*TASK:* Rewrite the rows from the line with "Q: Point to the gray hair" through the line with "x=26, y=263", changing "chain-link fence" to "wire fence" and leaving everything else as it is.

*DATA ENTRIES:*

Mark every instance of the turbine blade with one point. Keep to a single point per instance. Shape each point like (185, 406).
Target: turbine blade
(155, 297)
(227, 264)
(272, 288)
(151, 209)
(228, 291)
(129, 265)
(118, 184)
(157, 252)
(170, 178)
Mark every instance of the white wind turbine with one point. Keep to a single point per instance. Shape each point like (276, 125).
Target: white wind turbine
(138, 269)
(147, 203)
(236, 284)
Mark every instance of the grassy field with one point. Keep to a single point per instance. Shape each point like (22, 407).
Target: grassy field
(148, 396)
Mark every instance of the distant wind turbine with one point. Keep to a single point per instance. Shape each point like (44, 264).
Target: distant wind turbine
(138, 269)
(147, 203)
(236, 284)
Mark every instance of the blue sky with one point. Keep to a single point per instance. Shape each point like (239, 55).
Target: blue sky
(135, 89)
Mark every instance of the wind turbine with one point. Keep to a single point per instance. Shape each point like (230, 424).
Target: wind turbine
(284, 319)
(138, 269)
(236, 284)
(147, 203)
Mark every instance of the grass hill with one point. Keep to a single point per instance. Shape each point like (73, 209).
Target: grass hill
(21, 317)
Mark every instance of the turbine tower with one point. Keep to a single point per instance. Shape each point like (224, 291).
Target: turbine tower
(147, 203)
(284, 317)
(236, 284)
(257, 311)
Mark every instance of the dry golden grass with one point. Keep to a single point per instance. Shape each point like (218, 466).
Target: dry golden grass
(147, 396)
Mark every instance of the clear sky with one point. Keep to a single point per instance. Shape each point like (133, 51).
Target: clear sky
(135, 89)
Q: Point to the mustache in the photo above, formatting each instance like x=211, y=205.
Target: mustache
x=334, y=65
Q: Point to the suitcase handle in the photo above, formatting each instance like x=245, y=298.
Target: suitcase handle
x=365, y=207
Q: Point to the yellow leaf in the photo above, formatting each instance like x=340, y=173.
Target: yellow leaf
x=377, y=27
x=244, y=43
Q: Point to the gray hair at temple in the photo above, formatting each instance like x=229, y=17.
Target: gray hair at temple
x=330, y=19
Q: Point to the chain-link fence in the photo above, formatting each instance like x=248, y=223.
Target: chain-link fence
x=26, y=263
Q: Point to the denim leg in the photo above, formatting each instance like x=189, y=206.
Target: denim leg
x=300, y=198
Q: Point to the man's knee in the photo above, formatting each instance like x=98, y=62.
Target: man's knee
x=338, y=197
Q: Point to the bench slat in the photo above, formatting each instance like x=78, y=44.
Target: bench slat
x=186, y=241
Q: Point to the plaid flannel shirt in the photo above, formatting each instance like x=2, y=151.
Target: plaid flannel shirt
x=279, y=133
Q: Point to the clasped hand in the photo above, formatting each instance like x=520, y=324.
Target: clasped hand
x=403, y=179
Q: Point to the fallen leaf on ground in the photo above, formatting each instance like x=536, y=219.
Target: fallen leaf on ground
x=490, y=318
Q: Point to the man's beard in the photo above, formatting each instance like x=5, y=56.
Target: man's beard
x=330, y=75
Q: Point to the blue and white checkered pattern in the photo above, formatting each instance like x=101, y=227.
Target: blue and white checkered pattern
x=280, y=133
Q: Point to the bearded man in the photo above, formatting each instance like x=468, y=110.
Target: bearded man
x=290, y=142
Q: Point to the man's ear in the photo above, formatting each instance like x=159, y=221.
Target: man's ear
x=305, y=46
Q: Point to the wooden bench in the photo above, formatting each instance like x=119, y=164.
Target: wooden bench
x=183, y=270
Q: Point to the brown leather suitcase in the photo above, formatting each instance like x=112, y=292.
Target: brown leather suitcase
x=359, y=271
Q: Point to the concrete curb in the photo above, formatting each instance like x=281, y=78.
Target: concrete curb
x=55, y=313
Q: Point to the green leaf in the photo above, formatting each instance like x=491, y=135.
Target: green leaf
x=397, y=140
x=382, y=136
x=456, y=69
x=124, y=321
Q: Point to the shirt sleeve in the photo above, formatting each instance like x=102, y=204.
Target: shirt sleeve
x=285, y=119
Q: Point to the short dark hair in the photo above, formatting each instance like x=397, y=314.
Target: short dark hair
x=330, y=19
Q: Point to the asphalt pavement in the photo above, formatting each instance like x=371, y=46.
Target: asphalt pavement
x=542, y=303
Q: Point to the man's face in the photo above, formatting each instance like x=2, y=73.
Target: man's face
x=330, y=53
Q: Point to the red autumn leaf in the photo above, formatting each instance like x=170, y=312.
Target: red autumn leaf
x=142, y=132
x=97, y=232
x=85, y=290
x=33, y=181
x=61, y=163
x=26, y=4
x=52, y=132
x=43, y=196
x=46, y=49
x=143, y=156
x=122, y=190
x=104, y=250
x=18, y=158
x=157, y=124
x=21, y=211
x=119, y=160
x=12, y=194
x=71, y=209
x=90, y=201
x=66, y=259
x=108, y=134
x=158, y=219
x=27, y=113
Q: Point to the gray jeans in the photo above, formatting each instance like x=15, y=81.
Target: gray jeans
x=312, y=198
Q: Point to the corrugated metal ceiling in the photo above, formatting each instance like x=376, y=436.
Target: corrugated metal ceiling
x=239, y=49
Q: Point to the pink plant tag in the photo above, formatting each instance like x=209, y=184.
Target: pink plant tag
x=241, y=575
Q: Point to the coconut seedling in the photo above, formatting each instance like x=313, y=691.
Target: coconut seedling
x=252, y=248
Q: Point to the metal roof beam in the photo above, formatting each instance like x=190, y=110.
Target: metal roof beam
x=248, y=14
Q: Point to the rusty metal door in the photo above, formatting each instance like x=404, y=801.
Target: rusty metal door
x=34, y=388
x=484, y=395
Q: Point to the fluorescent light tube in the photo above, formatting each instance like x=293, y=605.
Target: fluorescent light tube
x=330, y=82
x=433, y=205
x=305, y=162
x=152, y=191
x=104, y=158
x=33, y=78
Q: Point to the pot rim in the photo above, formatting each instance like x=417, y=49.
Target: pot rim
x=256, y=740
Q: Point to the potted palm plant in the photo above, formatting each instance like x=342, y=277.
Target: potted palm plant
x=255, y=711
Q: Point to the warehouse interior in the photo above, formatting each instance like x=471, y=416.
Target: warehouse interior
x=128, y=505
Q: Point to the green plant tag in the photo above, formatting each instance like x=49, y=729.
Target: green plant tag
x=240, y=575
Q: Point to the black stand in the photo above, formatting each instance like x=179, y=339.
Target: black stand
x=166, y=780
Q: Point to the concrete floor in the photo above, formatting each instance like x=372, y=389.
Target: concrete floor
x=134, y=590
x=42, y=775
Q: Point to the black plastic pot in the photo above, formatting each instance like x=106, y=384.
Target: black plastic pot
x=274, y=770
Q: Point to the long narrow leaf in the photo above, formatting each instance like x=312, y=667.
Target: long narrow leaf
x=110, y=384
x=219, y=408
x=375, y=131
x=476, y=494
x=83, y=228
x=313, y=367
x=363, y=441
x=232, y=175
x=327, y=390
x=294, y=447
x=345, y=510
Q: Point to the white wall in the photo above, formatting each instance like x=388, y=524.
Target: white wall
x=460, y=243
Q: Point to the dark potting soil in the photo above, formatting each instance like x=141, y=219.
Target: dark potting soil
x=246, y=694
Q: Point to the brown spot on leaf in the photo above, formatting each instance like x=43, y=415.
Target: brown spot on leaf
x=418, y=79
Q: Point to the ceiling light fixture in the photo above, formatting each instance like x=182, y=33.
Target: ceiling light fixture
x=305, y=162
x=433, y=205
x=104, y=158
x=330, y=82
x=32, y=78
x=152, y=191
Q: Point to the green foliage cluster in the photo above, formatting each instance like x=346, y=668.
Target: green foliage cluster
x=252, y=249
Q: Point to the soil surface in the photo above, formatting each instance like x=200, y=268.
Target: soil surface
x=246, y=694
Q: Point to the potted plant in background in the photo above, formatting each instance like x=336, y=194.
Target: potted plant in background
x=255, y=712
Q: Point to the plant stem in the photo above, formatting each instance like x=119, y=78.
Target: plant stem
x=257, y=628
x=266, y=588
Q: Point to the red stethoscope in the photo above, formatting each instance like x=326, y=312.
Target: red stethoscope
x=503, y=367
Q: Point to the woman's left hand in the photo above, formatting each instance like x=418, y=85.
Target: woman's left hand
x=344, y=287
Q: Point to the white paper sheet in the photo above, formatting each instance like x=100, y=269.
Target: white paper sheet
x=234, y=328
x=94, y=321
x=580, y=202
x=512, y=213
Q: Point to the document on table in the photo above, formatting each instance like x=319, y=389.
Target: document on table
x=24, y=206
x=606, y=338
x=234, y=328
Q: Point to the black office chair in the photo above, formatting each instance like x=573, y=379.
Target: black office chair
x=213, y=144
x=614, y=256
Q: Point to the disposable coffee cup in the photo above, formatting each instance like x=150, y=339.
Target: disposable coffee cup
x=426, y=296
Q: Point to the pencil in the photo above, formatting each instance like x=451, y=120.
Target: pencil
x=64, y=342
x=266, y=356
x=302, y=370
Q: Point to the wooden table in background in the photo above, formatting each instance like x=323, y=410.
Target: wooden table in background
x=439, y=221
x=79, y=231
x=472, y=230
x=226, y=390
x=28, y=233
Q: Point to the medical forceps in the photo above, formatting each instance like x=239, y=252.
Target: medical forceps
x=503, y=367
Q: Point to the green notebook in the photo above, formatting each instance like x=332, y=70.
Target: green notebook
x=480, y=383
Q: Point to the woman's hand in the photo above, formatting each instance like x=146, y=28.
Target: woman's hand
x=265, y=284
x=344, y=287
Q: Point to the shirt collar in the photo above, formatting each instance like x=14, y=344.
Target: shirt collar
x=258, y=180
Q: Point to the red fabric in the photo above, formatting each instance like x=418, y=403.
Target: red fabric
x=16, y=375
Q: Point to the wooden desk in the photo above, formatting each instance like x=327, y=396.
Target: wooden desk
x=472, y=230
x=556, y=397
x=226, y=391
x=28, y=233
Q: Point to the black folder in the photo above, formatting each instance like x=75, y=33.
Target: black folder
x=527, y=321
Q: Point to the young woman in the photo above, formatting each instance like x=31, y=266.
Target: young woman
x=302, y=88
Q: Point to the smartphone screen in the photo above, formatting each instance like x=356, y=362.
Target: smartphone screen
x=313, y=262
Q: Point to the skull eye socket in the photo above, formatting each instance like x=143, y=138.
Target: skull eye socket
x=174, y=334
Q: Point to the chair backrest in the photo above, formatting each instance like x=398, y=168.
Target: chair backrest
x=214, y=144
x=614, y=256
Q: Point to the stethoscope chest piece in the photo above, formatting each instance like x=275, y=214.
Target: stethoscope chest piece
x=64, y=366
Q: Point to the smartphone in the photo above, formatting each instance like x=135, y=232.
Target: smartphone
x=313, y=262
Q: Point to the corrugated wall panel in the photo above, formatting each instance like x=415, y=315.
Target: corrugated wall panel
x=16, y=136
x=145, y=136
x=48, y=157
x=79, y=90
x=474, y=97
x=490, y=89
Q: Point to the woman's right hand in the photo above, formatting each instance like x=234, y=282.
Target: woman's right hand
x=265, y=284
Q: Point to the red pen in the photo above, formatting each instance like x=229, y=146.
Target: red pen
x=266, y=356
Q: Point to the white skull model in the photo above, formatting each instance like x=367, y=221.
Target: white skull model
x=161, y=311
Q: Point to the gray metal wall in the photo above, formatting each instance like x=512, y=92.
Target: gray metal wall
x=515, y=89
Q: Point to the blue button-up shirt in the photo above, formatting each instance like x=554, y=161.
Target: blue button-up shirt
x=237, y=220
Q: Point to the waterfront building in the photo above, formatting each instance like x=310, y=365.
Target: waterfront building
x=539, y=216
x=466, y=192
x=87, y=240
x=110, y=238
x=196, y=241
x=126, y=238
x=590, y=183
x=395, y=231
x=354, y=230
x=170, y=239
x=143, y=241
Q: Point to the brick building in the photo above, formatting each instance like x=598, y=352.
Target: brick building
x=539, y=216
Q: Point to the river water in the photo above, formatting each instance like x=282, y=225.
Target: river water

*OUTPUT OF THE EXERCISE:*
Q: Point to the gray hair at temple in the photo above, formatting each instance like x=229, y=17.
Target: gray hair at temple
x=330, y=19
Q: Point to the wire fence in the photo above, formatting each instance like x=248, y=223.
Target: wire fence
x=26, y=263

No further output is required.